- Esercizio 1 -
Nel testo sulle canzoni di Siouxsie, con chi aveva formato il duo The Creatures?

- Testo riportato -

━━━━━━━━━━━━━━━━━━━━━━━━━━━━━━

Bonus Track. Fireworks
1982, da “Fireworks 12″”

Difficile resistere anche a “Fireworks” tutta costruita attorno alle chitarre, al basso, agli archi che entrano con prepotenza dando al pezzo un tono epico e sensuale. Archi veri come ci ha sempre ritenuto a ribadire Steve Severin, convinto sostenitore del fatto che alla band servisse in questo caso un suono molto caldo e fisico.

10. About To Happen
2007, da “Mantaray”

Primo e finora ultimo album solista, “Mantaray” la vedeva circondarsi di collaboratori come Norman Fisher Jones, Charlie Jones e Steve Evans solo per citare gli autori di questo brano. “About To Happen” metteva in luce la grinta e la passione di una Siouxsie dall’indole rock e graffiante ma ricca di sfumature.

9. Dancing On Glass
1983, da “The Feast”

Facciamo un salto nel 1983 per recuperare il ritmo tribale, minimalista di “Dancing On Glass” quarta traccia di “The Feast” primo album dei The Creatures, il duo che Siouxsie aveva formato insieme a Budgie. Vagamente ispirati al mondo del musical indiano, questi due minuti e sedici secondi rileggono con forte personalità passato e presente con un occhio al post punk e uno alle melodie.

━━━━━━━━━━━━━━━━━━━━━━━━━━━━━━

- Dati di lavoro -
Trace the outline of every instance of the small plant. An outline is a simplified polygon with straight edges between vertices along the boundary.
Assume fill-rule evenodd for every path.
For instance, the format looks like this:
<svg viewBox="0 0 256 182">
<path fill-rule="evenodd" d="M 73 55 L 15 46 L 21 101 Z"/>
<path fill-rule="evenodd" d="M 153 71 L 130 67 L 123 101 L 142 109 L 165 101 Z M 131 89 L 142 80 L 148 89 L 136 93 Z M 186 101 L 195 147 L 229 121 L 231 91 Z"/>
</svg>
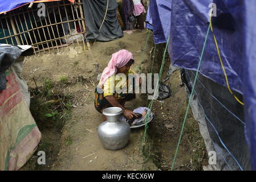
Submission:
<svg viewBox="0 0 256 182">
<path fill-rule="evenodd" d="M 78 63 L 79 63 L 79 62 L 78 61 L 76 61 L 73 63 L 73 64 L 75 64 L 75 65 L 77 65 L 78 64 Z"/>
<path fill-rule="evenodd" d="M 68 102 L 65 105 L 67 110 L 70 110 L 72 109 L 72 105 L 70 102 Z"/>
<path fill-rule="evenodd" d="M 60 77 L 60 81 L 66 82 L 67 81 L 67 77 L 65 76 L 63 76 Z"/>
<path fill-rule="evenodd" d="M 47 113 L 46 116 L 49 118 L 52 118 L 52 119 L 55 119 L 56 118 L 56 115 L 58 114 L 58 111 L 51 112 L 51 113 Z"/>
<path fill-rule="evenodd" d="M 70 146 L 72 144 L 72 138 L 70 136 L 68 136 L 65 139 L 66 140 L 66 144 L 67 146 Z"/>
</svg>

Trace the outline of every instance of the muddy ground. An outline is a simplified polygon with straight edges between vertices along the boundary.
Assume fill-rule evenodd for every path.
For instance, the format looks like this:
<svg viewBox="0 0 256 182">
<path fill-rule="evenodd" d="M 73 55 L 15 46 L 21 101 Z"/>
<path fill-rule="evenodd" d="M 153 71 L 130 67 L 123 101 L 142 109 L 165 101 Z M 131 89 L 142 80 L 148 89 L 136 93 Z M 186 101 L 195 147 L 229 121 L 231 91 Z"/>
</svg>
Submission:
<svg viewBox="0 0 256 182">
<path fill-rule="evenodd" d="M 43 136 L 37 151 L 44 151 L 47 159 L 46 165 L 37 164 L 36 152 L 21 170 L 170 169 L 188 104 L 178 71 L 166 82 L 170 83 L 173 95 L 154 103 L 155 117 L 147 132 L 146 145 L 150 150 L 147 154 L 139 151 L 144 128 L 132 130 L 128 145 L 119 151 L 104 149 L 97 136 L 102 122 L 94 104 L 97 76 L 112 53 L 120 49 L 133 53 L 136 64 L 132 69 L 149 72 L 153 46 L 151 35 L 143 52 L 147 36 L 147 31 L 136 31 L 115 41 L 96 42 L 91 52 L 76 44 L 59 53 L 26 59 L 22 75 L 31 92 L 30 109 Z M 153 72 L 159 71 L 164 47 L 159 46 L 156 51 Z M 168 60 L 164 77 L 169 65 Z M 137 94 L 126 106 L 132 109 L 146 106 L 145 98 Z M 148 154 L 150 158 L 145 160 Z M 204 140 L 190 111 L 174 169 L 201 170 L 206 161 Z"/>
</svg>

━━━━━━━━━━━━━━━━━━━━━━━━━━━━━━

- Esercizio 2 -
Riscrivi i record dalla riga che contiene "Trace the outline of every instance of the muddy" fino alla fine dei record, estremi inclusi, sostituendo "muddy ground" con "wet soil". Tutto il resto deve rimanere invariato.

- Risposta completa 1 -
Con Budgie.

- Risposta completa 2 -
Trace the outline of every instance of the wet soil. An outline is a simplified polygon with straight edges between vertices along the boundary.
Assume fill-rule evenodd for every path.
For instance, the format looks like this:
<svg viewBox="0 0 256 182">
<path fill-rule="evenodd" d="M 73 55 L 15 46 L 21 101 Z"/>
<path fill-rule="evenodd" d="M 153 71 L 130 67 L 123 101 L 142 109 L 165 101 Z M 131 89 L 142 80 L 148 89 L 136 93 Z M 186 101 L 195 147 L 229 121 L 231 91 Z"/>
</svg>
Submission:
<svg viewBox="0 0 256 182">
<path fill-rule="evenodd" d="M 43 136 L 37 151 L 44 151 L 47 159 L 46 165 L 37 164 L 36 152 L 21 170 L 170 169 L 188 104 L 178 71 L 166 82 L 170 83 L 173 95 L 154 103 L 155 117 L 147 132 L 146 145 L 150 150 L 147 154 L 139 151 L 144 128 L 132 130 L 128 145 L 119 151 L 104 149 L 97 136 L 102 122 L 94 104 L 97 76 L 112 53 L 120 49 L 133 53 L 136 64 L 132 69 L 149 72 L 153 46 L 151 35 L 143 52 L 147 36 L 147 31 L 136 31 L 115 41 L 96 42 L 91 52 L 76 44 L 59 53 L 26 59 L 22 75 L 31 92 L 30 109 Z M 153 72 L 159 71 L 164 47 L 159 46 L 156 51 Z M 168 60 L 164 77 L 169 65 Z M 137 94 L 126 106 L 132 109 L 146 106 L 145 98 Z M 148 154 L 150 158 L 145 160 Z M 204 140 L 190 111 L 174 169 L 201 170 L 206 161 Z"/>
</svg>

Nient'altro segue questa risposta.